Source records

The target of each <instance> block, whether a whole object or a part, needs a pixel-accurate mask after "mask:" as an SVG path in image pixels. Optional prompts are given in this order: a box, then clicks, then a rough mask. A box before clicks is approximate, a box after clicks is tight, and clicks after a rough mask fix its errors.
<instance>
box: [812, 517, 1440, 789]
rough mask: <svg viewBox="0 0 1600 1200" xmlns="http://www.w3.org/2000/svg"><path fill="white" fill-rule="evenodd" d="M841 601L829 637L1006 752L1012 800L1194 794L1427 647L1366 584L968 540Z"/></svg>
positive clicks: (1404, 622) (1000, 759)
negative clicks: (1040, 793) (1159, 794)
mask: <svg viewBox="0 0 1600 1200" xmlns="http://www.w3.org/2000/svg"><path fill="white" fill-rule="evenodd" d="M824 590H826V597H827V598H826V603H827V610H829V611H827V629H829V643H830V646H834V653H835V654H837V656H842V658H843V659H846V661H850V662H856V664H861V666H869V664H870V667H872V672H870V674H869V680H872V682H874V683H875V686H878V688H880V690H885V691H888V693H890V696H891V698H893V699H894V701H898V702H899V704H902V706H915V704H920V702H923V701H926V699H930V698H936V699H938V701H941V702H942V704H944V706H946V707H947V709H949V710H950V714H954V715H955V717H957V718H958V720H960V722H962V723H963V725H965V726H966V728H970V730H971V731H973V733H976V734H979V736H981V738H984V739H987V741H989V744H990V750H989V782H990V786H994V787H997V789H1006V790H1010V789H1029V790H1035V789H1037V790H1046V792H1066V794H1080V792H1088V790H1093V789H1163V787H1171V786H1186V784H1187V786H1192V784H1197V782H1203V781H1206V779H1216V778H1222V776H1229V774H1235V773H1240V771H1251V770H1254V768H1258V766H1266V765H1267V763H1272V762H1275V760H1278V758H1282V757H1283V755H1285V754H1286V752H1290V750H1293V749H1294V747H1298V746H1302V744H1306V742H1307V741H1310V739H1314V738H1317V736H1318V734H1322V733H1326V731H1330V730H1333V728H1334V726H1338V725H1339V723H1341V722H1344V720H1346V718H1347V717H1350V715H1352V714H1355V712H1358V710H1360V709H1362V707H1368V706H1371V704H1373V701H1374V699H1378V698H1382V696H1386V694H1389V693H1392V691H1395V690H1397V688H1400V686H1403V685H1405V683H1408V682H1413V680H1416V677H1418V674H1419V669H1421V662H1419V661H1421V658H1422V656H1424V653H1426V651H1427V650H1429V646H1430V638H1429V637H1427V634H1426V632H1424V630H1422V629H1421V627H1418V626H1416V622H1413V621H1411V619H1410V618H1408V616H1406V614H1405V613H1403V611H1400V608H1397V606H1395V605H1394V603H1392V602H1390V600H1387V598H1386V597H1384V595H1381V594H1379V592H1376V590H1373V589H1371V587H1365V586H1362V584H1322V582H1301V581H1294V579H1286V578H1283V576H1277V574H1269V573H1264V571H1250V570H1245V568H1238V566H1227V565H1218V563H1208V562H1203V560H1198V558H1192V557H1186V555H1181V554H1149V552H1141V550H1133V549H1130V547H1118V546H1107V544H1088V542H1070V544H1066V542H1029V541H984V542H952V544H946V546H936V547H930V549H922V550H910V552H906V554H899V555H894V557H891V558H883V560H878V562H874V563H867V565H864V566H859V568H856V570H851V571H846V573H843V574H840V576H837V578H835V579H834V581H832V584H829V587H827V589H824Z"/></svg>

**The task:**
Exact repetition of every entry in the data is required.

**Result of this task:**
The target of each <instance> block, whether a whole object or a part, needs a pixel-accurate mask after "mask:" as an SVG path in image pixels. Optional prompts are given in this order: a box, then clicks, then a rough mask. A box before clicks is approximate, a box after clicks is tight, and clicks after a rough mask fix its errors.
<instance>
box: [812, 517, 1440, 789]
rough mask: <svg viewBox="0 0 1600 1200" xmlns="http://www.w3.org/2000/svg"><path fill="white" fill-rule="evenodd" d="M841 601L829 637L1006 752L1012 800L1194 794L1427 647L1366 584L968 540Z"/></svg>
positive clicks: (1404, 622) (1000, 759)
negative clicks: (1040, 793) (1159, 794)
mask: <svg viewBox="0 0 1600 1200" xmlns="http://www.w3.org/2000/svg"><path fill="white" fill-rule="evenodd" d="M824 590H826V597H827V598H826V603H827V610H829V611H827V629H829V643H830V646H834V653H835V654H837V656H842V658H843V659H846V661H850V662H856V664H861V666H869V664H870V667H872V672H870V674H869V680H872V682H874V683H875V686H878V688H880V690H885V691H888V693H890V696H891V698H893V699H894V701H898V702H899V704H902V706H915V704H920V702H923V701H926V699H930V698H936V699H938V701H941V702H942V704H944V706H946V707H947V709H949V710H950V714H954V715H955V717H957V718H958V720H960V722H962V723H963V725H965V726H966V728H970V730H971V731H973V733H976V734H979V736H981V738H984V739H987V741H989V744H990V750H989V782H990V786H994V787H997V789H1006V790H1010V789H1029V790H1035V789H1037V790H1046V792H1066V794H1080V792H1088V790H1093V789H1163V787H1171V786H1186V784H1187V786H1192V784H1197V782H1203V781H1206V779H1216V778H1222V776H1229V774H1235V773H1240V771H1251V770H1254V768H1258V766H1266V765H1267V763H1272V762H1275V760H1278V758H1282V757H1283V755H1285V754H1286V752H1290V750H1293V749H1294V747H1298V746H1302V744H1306V742H1307V741H1310V739H1314V738H1317V736H1318V734H1322V733H1326V731H1330V730H1333V728H1334V726H1338V725H1339V723H1341V722H1344V720H1346V718H1347V717H1350V715H1352V714H1355V712H1358V710H1360V709H1362V707H1368V706H1371V704H1373V701H1374V699H1378V698H1382V696H1386V694H1389V693H1392V691H1395V690H1397V688H1400V686H1403V685H1405V683H1408V682H1413V680H1416V677H1418V674H1419V669H1421V662H1419V661H1421V658H1422V656H1424V653H1426V651H1427V650H1429V646H1430V638H1429V637H1427V634H1426V632H1424V630H1422V629H1421V627H1418V626H1416V622H1413V621H1411V619H1410V618H1408V616H1406V614H1405V613H1403V611H1400V608H1397V606H1395V605H1394V603H1392V602H1390V600H1387V598H1386V597H1384V595H1381V594H1379V592H1376V590H1373V589H1371V587H1365V586H1362V584H1322V582H1301V581H1294V579H1286V578H1283V576H1277V574H1269V573H1264V571H1250V570H1245V568H1238V566H1227V565H1218V563H1208V562H1203V560H1198V558H1192V557H1186V555H1181V554H1149V552H1141V550H1133V549H1130V547H1118V546H1107V544H1088V542H1070V544H1066V542H1029V541H984V542H952V544H946V546H936V547H930V549H922V550H910V552H906V554H899V555H894V557H891V558H883V560H878V562H874V563H867V565H864V566H859V568H856V570H851V571H846V573H843V574H840V576H837V578H835V579H834V581H832V584H829V587H827V589H824Z"/></svg>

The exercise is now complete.